Task statement ->
Without the images, write out all of the following entries exactly.
## Begin
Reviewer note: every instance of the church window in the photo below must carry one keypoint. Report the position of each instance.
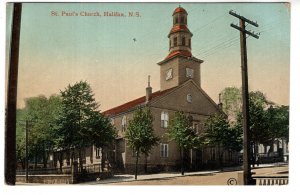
(196, 128)
(164, 119)
(169, 74)
(164, 150)
(175, 41)
(182, 19)
(189, 98)
(98, 152)
(124, 123)
(183, 41)
(213, 154)
(112, 121)
(189, 73)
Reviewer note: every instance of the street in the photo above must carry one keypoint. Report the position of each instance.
(196, 178)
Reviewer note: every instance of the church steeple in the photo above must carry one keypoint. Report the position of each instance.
(180, 36)
(179, 65)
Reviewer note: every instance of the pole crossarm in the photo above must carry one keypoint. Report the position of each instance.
(243, 18)
(245, 31)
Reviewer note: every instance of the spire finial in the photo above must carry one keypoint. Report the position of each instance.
(148, 80)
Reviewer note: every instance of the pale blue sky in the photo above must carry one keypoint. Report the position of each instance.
(56, 51)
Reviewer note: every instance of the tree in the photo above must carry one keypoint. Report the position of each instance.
(278, 123)
(80, 123)
(180, 130)
(218, 132)
(40, 113)
(140, 134)
(231, 99)
(101, 137)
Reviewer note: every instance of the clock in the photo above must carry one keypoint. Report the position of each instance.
(169, 74)
(189, 73)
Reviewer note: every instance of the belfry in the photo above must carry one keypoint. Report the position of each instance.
(179, 66)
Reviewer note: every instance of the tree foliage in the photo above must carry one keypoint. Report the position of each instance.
(181, 131)
(80, 123)
(40, 113)
(140, 134)
(218, 132)
(231, 101)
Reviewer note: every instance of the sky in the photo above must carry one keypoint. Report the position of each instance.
(59, 50)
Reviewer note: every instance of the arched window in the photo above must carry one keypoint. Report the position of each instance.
(183, 41)
(112, 121)
(164, 119)
(124, 123)
(182, 19)
(175, 41)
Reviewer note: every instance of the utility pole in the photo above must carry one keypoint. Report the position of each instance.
(26, 150)
(10, 122)
(245, 94)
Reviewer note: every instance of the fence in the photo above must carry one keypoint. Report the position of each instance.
(95, 168)
(271, 180)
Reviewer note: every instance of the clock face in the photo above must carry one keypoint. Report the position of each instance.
(189, 73)
(169, 74)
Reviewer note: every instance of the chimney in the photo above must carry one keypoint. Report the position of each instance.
(148, 90)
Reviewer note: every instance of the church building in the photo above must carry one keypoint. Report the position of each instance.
(180, 90)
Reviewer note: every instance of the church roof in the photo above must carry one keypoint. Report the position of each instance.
(179, 52)
(177, 28)
(129, 105)
(179, 9)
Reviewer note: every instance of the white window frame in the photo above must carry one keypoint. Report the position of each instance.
(124, 122)
(98, 152)
(196, 127)
(189, 73)
(189, 98)
(164, 119)
(164, 150)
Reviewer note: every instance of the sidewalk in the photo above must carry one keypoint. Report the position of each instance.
(129, 178)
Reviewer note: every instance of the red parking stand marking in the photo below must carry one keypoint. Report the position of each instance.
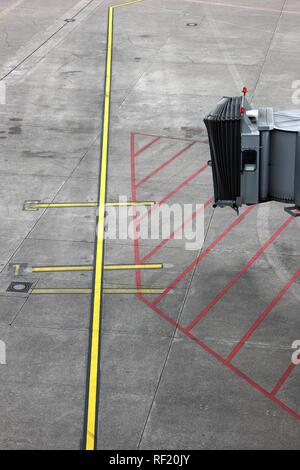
(172, 235)
(186, 330)
(220, 359)
(166, 137)
(133, 189)
(143, 149)
(236, 278)
(163, 165)
(283, 379)
(204, 253)
(262, 317)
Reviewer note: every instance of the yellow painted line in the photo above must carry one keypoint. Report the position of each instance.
(108, 267)
(106, 290)
(125, 4)
(91, 424)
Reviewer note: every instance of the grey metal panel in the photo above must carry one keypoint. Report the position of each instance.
(282, 165)
(264, 166)
(297, 172)
(250, 179)
(265, 121)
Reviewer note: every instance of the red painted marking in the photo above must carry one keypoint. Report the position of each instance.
(172, 235)
(172, 193)
(244, 7)
(163, 165)
(224, 291)
(136, 154)
(135, 234)
(171, 138)
(189, 335)
(283, 379)
(262, 317)
(204, 254)
(220, 359)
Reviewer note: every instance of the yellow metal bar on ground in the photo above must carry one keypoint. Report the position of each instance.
(106, 290)
(64, 205)
(108, 267)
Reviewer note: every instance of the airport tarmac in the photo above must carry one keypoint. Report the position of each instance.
(141, 344)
## End
Exercise answer ->
Reviewer note: every instance of the church window in the photo below must carry one keypoint. Report the position of each instance.
(196, 128)
(164, 119)
(169, 74)
(164, 150)
(175, 41)
(182, 19)
(189, 98)
(98, 152)
(124, 123)
(183, 41)
(213, 154)
(112, 121)
(189, 73)
Reviewer note: every instance of the street in the photo above must carry one keypoint. Report the position of each instance.
(196, 178)
Reviewer note: every instance of the church steeple in the photo above must carry one keypoint. Report the position of each instance.
(180, 36)
(179, 65)
Reviewer note: every instance of the pole crossarm in the photo above must carry one keypoint. Report the position of each instance.
(243, 18)
(245, 31)
Reviewer note: every instance of the spire finial in the photo above must carry one keypoint. Report the position of each instance.
(148, 80)
Reviewer note: every instance of the pale blue sky in the photo above must carry one keypoint. Report the position of each instance.
(56, 51)
Reviewer note: every instance of the tree in the photo above must carry one keypoint. Report the position of each instance.
(278, 123)
(80, 123)
(180, 130)
(218, 132)
(40, 113)
(140, 134)
(231, 99)
(101, 137)
Reviewer note: every instance of the clock in the photo above must carry one keypoint. Report the position of each instance.
(169, 74)
(189, 73)
Reviewer note: every instance of the belfry in the photo above must carry one keypoint. Report the position of each instance.
(179, 66)
Reviewer note: every instance of the tree foliage in the photo above must carry one keypoint. Report the position of each instance.
(181, 131)
(80, 123)
(40, 113)
(140, 134)
(218, 132)
(231, 101)
Reviewer note: every instance of the sky in the photo above must carry one keypoint. Report the position of each instance.
(59, 50)
Reviewer note: every instance of the arched window in the photo above must carry one keypoint. Report the position of each instance.
(183, 41)
(112, 121)
(164, 119)
(124, 123)
(182, 19)
(175, 41)
Reviewer note: every instance of the utility pole in the photo above must carry one keypoint. Report the position of each instance.
(26, 150)
(10, 122)
(245, 94)
Reviewer note: every instance of the fence in the photo above must carry one keypoint. Report the position of each instance.
(95, 168)
(271, 180)
Reviewer note: every instance of the clock face in the photo above must carry one keypoint. Report the position of each instance.
(189, 73)
(169, 74)
Reviewer note: every instance of the chimney in the photo above must carry one keypoint. Report the position of each instance.
(148, 90)
Reviewer note: every instance of the church building in the photo above must carry one keypoint. Report the position of each instance.
(180, 90)
Reviewer note: every instance of the church roof in the photo above must carry one keypoint. Report the position of each instance.
(179, 52)
(177, 28)
(129, 105)
(179, 9)
Reviewer note: every instance of the white window frame in the photo above must carry one keypoint. Report the position of each instance.
(124, 122)
(98, 152)
(196, 127)
(189, 73)
(189, 98)
(164, 119)
(164, 150)
Reviewer note: every instance of the sidewalk in the photo above must carry one keypoint. Report the position of each instance.
(129, 178)
Reviewer note: every instance of the red parking stand marking in the photo below must carry one keypoint. Report the position of each instance.
(172, 235)
(186, 330)
(220, 359)
(166, 137)
(133, 189)
(143, 149)
(236, 278)
(163, 165)
(283, 379)
(204, 253)
(262, 317)
Reviewer note: every instance of the yellow painted line in the photo above must carry one keypoint. Report the position of each instance.
(108, 267)
(106, 290)
(125, 4)
(91, 424)
Reviewer note: every instance of the grey metal panel in the photo above must carry one keypoint. Report the position of each instance.
(282, 165)
(264, 166)
(297, 172)
(250, 179)
(265, 121)
Reviewer note: every instance of the red painted marking in the photo above must carry one keypoint. Report the position of each instance.
(172, 235)
(172, 193)
(244, 7)
(163, 165)
(224, 291)
(136, 154)
(135, 234)
(171, 138)
(189, 335)
(283, 379)
(262, 317)
(204, 254)
(220, 359)
Reviewer note: every instance of the yellow metal bar on ground in the photo above must carry one keypoint. Report the position of each instance.
(106, 290)
(64, 205)
(108, 267)
Reviewer note: every instance of the airport tarmac in the photo above must carry one keypoint. Report the position of each instance.
(141, 344)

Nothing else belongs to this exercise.